> Written exercise: Pull out every line of the listing below that contains the word "mangrove", and copy each one in full.
═════ Information given
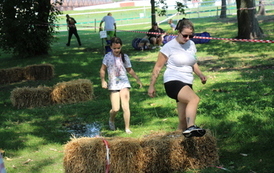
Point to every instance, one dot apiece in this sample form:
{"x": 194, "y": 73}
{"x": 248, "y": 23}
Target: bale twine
{"x": 72, "y": 91}
{"x": 85, "y": 155}
{"x": 28, "y": 97}
{"x": 39, "y": 72}
{"x": 10, "y": 75}
{"x": 161, "y": 152}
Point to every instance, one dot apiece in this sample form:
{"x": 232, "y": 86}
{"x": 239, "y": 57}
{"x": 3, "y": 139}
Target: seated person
{"x": 154, "y": 38}
{"x": 144, "y": 43}
{"x": 171, "y": 24}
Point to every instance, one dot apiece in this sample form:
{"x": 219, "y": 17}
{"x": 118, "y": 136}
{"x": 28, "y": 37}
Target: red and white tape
{"x": 107, "y": 155}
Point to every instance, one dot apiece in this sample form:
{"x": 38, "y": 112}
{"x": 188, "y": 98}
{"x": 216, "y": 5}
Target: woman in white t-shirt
{"x": 118, "y": 65}
{"x": 179, "y": 57}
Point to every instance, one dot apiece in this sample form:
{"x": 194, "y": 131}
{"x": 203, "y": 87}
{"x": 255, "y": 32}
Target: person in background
{"x": 72, "y": 30}
{"x": 156, "y": 35}
{"x": 180, "y": 59}
{"x": 144, "y": 43}
{"x": 171, "y": 24}
{"x": 118, "y": 65}
{"x": 110, "y": 25}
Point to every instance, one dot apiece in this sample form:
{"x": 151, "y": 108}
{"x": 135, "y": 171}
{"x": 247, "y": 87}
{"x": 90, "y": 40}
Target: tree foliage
{"x": 162, "y": 7}
{"x": 27, "y": 26}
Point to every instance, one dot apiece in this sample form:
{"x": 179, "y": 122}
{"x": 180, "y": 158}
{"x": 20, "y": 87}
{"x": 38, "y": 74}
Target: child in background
{"x": 118, "y": 65}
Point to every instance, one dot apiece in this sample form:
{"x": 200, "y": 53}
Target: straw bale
{"x": 172, "y": 152}
{"x": 88, "y": 155}
{"x": 159, "y": 152}
{"x": 28, "y": 97}
{"x": 39, "y": 72}
{"x": 126, "y": 155}
{"x": 85, "y": 155}
{"x": 10, "y": 75}
{"x": 72, "y": 91}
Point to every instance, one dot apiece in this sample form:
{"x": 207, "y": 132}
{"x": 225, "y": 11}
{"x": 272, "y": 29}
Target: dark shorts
{"x": 115, "y": 91}
{"x": 173, "y": 88}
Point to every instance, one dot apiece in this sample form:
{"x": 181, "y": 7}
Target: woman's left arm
{"x": 133, "y": 74}
{"x": 199, "y": 73}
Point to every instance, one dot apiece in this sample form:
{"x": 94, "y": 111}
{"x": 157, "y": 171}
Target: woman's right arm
{"x": 155, "y": 73}
{"x": 102, "y": 76}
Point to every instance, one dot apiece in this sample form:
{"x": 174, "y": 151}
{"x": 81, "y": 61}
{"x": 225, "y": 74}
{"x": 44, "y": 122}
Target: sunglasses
{"x": 190, "y": 36}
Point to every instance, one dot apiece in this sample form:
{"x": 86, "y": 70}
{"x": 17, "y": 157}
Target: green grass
{"x": 236, "y": 103}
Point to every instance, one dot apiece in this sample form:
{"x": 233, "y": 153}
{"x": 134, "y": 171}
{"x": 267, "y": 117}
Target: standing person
{"x": 179, "y": 57}
{"x": 154, "y": 37}
{"x": 171, "y": 24}
{"x": 110, "y": 25}
{"x": 72, "y": 30}
{"x": 117, "y": 65}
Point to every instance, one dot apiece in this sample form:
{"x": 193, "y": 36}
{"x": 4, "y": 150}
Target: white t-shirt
{"x": 181, "y": 58}
{"x": 117, "y": 74}
{"x": 109, "y": 23}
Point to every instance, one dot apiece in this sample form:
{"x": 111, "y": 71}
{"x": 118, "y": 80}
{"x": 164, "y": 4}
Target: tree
{"x": 261, "y": 10}
{"x": 161, "y": 7}
{"x": 248, "y": 25}
{"x": 223, "y": 9}
{"x": 27, "y": 26}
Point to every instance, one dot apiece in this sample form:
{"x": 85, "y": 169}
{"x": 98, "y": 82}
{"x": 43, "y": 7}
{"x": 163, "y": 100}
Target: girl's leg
{"x": 125, "y": 97}
{"x": 115, "y": 106}
{"x": 181, "y": 108}
{"x": 191, "y": 100}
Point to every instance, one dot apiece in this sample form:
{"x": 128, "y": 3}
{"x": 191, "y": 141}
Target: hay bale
{"x": 177, "y": 153}
{"x": 126, "y": 155}
{"x": 10, "y": 75}
{"x": 39, "y": 72}
{"x": 161, "y": 152}
{"x": 85, "y": 155}
{"x": 88, "y": 155}
{"x": 72, "y": 91}
{"x": 28, "y": 97}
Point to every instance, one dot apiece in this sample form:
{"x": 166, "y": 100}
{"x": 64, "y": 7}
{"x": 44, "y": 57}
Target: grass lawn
{"x": 236, "y": 103}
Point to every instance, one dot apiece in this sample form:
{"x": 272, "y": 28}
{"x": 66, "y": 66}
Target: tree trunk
{"x": 223, "y": 9}
{"x": 248, "y": 25}
{"x": 261, "y": 10}
{"x": 153, "y": 17}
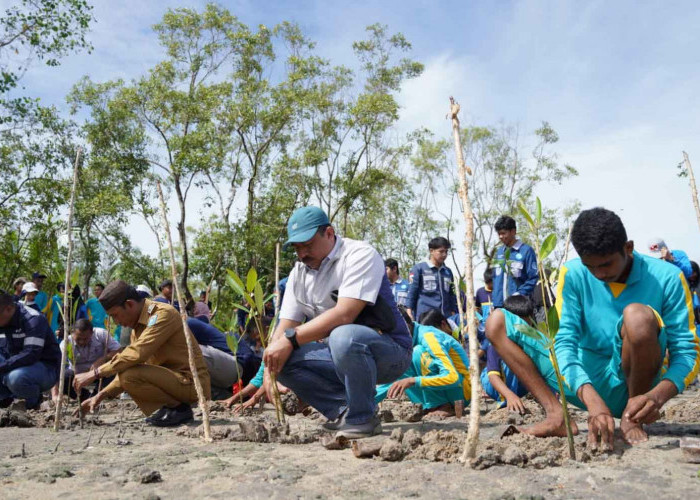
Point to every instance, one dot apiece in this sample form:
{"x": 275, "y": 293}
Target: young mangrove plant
{"x": 252, "y": 294}
{"x": 546, "y": 330}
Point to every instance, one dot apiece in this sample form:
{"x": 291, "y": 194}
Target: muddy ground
{"x": 116, "y": 455}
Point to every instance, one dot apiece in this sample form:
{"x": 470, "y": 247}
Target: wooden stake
{"x": 693, "y": 186}
{"x": 475, "y": 405}
{"x": 66, "y": 313}
{"x": 279, "y": 409}
{"x": 203, "y": 404}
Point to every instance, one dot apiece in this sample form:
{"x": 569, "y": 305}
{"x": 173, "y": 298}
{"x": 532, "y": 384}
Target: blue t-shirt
{"x": 207, "y": 334}
{"x": 26, "y": 339}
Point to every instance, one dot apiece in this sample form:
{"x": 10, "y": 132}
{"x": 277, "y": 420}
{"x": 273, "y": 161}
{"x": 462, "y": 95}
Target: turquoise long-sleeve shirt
{"x": 446, "y": 361}
{"x": 590, "y": 309}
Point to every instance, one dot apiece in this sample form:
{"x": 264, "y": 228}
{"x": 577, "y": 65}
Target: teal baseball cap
{"x": 304, "y": 223}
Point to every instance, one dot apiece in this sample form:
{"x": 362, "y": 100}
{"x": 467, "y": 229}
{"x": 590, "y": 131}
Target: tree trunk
{"x": 182, "y": 232}
{"x": 475, "y": 406}
{"x": 693, "y": 186}
{"x": 204, "y": 406}
{"x": 66, "y": 304}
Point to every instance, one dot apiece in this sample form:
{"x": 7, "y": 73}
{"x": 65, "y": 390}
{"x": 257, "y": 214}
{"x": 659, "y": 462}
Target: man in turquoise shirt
{"x": 621, "y": 313}
{"x": 439, "y": 372}
{"x": 96, "y": 313}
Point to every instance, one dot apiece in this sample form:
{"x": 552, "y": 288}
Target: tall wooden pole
{"x": 66, "y": 310}
{"x": 693, "y": 186}
{"x": 203, "y": 404}
{"x": 475, "y": 405}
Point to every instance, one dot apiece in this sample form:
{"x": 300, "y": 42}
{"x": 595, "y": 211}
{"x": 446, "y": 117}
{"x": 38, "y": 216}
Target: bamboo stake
{"x": 279, "y": 409}
{"x": 475, "y": 405}
{"x": 66, "y": 313}
{"x": 693, "y": 186}
{"x": 203, "y": 404}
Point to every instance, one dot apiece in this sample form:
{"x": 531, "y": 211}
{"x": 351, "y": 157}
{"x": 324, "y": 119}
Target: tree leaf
{"x": 553, "y": 320}
{"x": 235, "y": 282}
{"x": 547, "y": 246}
{"x": 251, "y": 280}
{"x": 526, "y": 214}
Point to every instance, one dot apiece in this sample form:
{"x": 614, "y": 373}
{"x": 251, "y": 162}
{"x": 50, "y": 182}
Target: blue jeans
{"x": 344, "y": 372}
{"x": 28, "y": 382}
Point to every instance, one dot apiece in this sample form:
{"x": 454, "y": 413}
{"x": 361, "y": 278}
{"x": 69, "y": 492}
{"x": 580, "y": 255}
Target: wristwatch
{"x": 291, "y": 335}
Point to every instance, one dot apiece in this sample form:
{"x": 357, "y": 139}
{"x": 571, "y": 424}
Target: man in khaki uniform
{"x": 154, "y": 369}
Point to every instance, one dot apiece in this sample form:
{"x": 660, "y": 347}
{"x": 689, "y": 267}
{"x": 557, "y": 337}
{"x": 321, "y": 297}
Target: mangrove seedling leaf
{"x": 547, "y": 246}
{"x": 251, "y": 280}
{"x": 259, "y": 299}
{"x": 232, "y": 342}
{"x": 234, "y": 281}
{"x": 553, "y": 320}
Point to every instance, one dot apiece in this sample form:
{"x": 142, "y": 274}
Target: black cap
{"x": 164, "y": 284}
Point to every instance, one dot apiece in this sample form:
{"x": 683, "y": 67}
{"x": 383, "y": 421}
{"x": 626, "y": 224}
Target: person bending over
{"x": 91, "y": 348}
{"x": 499, "y": 381}
{"x": 29, "y": 354}
{"x": 439, "y": 373}
{"x": 154, "y": 368}
{"x": 620, "y": 312}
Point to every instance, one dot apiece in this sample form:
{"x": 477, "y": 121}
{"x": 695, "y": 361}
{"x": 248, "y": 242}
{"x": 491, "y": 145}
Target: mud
{"x": 119, "y": 456}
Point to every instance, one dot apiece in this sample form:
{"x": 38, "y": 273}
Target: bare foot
{"x": 440, "y": 412}
{"x": 552, "y": 426}
{"x": 632, "y": 433}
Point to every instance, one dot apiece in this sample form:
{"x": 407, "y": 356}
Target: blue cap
{"x": 304, "y": 223}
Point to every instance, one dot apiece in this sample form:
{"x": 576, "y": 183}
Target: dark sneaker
{"x": 179, "y": 415}
{"x": 359, "y": 431}
{"x": 157, "y": 415}
{"x": 334, "y": 425}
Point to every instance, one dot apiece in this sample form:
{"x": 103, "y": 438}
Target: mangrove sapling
{"x": 475, "y": 405}
{"x": 189, "y": 338}
{"x": 547, "y": 330}
{"x": 66, "y": 318}
{"x": 253, "y": 295}
{"x": 693, "y": 187}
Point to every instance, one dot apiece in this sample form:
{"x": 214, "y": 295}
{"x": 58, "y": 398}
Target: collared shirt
{"x": 400, "y": 290}
{"x": 431, "y": 287}
{"x": 96, "y": 313}
{"x": 353, "y": 269}
{"x": 515, "y": 274}
{"x": 26, "y": 339}
{"x": 158, "y": 339}
{"x": 100, "y": 344}
{"x": 42, "y": 302}
{"x": 590, "y": 309}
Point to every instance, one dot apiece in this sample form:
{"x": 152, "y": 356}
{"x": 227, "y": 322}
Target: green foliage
{"x": 550, "y": 326}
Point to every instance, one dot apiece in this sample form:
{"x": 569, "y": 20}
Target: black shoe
{"x": 179, "y": 415}
{"x": 157, "y": 415}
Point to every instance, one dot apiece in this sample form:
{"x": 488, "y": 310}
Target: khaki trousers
{"x": 152, "y": 387}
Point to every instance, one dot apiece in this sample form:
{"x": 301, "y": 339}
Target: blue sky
{"x": 618, "y": 81}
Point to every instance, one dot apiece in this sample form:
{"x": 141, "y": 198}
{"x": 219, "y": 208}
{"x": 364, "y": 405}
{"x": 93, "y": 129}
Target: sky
{"x": 618, "y": 81}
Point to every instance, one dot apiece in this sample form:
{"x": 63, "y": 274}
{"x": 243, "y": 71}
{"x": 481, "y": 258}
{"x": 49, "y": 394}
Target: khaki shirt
{"x": 158, "y": 339}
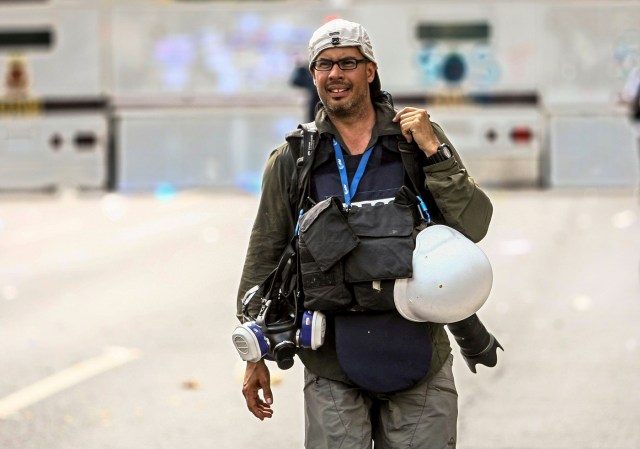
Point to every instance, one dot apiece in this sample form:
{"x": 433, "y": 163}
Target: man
{"x": 377, "y": 377}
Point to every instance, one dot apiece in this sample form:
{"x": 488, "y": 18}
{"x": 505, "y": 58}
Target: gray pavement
{"x": 155, "y": 278}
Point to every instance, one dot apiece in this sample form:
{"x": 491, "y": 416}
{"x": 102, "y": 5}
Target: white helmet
{"x": 452, "y": 278}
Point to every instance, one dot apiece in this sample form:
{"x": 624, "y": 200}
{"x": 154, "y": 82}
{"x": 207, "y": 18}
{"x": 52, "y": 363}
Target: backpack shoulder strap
{"x": 302, "y": 142}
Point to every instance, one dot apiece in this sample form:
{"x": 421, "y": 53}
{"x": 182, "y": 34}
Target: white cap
{"x": 340, "y": 33}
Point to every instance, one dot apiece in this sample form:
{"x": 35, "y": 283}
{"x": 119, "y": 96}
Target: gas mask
{"x": 278, "y": 334}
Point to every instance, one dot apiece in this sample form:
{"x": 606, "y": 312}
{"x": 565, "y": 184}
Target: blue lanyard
{"x": 350, "y": 191}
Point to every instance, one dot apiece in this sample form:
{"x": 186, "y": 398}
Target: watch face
{"x": 446, "y": 151}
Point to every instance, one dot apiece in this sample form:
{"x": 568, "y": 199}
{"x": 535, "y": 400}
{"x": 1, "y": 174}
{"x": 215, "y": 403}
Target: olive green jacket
{"x": 463, "y": 205}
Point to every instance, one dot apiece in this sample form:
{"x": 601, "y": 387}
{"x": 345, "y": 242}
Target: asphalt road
{"x": 116, "y": 313}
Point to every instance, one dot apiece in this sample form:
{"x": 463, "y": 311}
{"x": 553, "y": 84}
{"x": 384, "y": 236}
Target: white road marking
{"x": 113, "y": 357}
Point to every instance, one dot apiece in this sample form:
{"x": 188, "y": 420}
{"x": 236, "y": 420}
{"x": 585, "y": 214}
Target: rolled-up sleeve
{"x": 463, "y": 204}
{"x": 273, "y": 226}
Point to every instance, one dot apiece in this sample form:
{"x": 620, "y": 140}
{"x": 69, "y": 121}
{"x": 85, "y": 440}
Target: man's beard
{"x": 351, "y": 108}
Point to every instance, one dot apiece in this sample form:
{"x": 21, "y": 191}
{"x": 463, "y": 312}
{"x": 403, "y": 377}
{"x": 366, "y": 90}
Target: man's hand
{"x": 256, "y": 378}
{"x": 416, "y": 126}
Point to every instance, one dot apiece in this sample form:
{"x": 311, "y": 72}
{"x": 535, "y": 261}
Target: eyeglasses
{"x": 324, "y": 65}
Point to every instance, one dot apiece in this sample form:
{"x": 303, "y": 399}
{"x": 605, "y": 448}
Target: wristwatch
{"x": 442, "y": 154}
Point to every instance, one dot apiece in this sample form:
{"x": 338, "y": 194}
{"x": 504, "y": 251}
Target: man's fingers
{"x": 260, "y": 409}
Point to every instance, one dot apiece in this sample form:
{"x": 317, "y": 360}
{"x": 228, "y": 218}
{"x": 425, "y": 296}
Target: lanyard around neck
{"x": 350, "y": 190}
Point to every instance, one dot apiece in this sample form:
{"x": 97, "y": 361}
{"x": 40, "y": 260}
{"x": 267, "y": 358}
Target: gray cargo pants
{"x": 342, "y": 416}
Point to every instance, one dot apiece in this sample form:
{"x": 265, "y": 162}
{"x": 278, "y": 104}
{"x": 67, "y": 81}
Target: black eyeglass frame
{"x": 314, "y": 64}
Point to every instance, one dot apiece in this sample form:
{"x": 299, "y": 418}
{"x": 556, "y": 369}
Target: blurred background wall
{"x": 146, "y": 95}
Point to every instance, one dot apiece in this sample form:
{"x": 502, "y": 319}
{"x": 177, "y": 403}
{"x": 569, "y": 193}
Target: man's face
{"x": 344, "y": 93}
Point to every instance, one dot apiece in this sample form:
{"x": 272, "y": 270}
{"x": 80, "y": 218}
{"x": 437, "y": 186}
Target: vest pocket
{"x": 385, "y": 253}
{"x": 325, "y": 238}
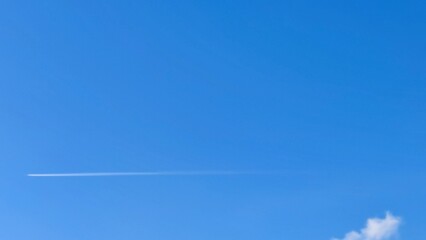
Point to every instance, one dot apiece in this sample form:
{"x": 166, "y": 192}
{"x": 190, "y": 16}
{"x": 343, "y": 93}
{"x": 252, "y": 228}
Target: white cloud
{"x": 376, "y": 229}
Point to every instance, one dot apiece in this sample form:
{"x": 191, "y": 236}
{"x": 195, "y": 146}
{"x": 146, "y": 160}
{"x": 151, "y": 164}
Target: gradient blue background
{"x": 333, "y": 93}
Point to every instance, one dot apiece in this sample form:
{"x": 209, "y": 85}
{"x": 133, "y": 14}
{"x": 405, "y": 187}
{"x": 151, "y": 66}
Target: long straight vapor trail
{"x": 163, "y": 173}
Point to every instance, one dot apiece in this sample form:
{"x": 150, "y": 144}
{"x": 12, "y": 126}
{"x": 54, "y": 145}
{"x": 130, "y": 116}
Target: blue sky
{"x": 330, "y": 93}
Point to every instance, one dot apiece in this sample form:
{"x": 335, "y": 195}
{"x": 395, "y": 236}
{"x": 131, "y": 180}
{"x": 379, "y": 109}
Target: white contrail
{"x": 163, "y": 173}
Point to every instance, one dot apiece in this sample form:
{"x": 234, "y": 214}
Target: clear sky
{"x": 330, "y": 93}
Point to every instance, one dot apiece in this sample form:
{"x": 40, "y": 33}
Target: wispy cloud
{"x": 161, "y": 173}
{"x": 376, "y": 229}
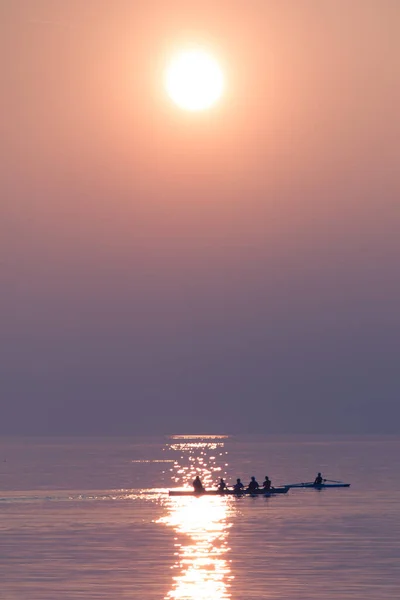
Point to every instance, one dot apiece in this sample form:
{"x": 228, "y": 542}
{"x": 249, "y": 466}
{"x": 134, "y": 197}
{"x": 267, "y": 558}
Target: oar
{"x": 297, "y": 484}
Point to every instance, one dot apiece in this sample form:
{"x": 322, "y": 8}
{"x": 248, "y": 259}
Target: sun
{"x": 194, "y": 80}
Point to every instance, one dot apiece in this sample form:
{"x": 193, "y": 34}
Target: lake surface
{"x": 91, "y": 518}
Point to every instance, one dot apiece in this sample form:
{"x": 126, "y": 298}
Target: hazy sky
{"x": 226, "y": 271}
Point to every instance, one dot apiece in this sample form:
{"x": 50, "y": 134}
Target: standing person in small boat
{"x": 253, "y": 485}
{"x": 267, "y": 484}
{"x": 238, "y": 487}
{"x": 318, "y": 480}
{"x": 198, "y": 486}
{"x": 222, "y": 485}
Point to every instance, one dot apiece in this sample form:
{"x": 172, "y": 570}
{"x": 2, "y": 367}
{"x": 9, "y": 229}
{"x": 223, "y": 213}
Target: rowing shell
{"x": 320, "y": 486}
{"x": 260, "y": 492}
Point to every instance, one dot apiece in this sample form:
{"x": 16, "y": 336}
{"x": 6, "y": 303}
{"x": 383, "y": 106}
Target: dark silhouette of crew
{"x": 222, "y": 485}
{"x": 238, "y": 487}
{"x": 318, "y": 480}
{"x": 198, "y": 486}
{"x": 267, "y": 484}
{"x": 253, "y": 485}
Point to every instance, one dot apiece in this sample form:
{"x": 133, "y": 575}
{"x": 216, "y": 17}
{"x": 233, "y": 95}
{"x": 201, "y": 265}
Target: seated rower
{"x": 238, "y": 487}
{"x": 198, "y": 486}
{"x": 267, "y": 484}
{"x": 222, "y": 485}
{"x": 318, "y": 480}
{"x": 253, "y": 485}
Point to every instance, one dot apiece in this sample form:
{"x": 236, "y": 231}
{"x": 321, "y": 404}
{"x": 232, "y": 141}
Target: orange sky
{"x": 112, "y": 198}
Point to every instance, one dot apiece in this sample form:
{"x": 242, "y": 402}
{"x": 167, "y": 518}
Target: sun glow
{"x": 194, "y": 80}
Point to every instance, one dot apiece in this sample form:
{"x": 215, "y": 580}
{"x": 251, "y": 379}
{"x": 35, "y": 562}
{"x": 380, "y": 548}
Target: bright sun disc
{"x": 194, "y": 80}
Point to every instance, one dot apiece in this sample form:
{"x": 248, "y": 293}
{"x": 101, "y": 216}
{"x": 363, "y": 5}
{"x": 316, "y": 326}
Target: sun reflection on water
{"x": 201, "y": 524}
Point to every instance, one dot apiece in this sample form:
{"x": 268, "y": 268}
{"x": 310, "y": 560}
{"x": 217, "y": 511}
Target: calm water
{"x": 92, "y": 519}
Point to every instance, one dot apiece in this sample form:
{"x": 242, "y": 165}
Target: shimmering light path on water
{"x": 92, "y": 519}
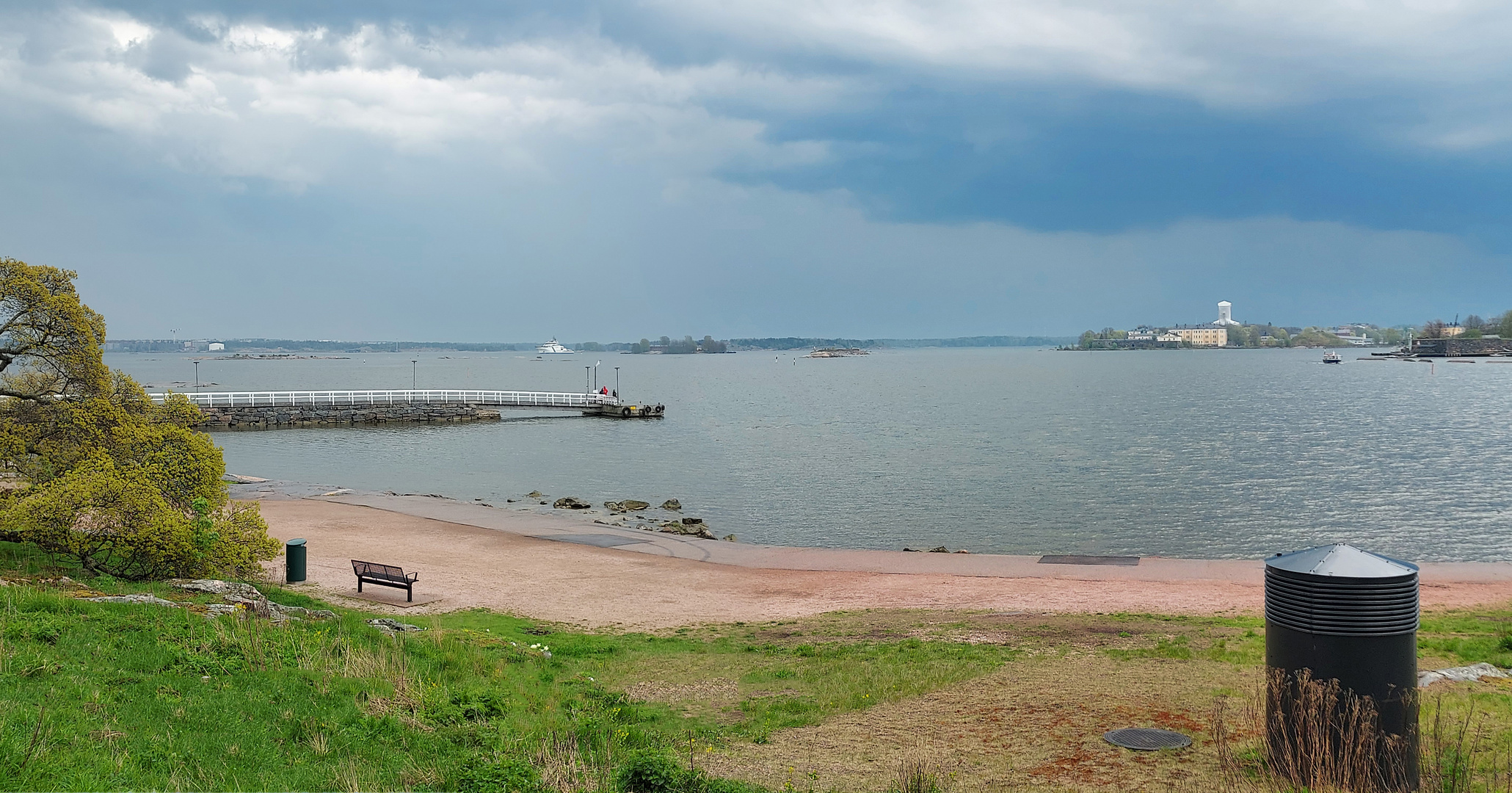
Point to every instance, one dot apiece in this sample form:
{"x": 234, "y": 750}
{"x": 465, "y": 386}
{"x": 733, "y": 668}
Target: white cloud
{"x": 248, "y": 105}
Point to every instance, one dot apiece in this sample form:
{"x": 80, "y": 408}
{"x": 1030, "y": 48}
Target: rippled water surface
{"x": 1157, "y": 453}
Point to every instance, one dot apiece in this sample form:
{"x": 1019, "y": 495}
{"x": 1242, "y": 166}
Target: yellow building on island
{"x": 1202, "y": 336}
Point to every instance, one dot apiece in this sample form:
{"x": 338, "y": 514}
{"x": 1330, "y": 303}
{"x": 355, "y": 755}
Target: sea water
{"x": 1192, "y": 453}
══════════
> Solution for this task:
Target: young mangrove plant
Target: mangrove seedling leaf
Target: mangrove sapling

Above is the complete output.